> Listing
>> BEGIN

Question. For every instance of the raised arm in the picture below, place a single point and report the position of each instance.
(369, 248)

>> END
>> BEGIN

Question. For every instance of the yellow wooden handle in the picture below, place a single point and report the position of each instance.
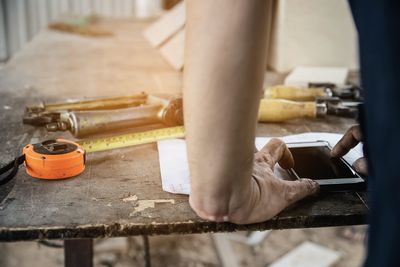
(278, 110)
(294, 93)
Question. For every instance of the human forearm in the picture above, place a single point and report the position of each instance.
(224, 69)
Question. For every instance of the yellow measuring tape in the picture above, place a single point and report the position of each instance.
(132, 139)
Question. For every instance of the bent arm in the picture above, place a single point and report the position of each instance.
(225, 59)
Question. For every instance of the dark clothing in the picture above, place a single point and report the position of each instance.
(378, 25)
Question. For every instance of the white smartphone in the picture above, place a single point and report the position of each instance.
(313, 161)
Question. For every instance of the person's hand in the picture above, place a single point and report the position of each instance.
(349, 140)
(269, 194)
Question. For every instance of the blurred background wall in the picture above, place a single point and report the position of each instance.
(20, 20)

>> END
>> BEGIN

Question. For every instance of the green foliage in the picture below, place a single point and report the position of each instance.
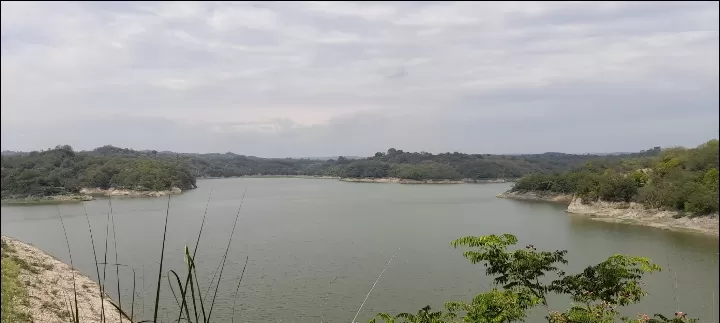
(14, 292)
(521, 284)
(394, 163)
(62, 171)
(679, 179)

>> END

> Set problem
Count the lines in the items that contain the string "below", treating uppercase and lowercase as different, and reply with only that number.

> Response for this exercise
3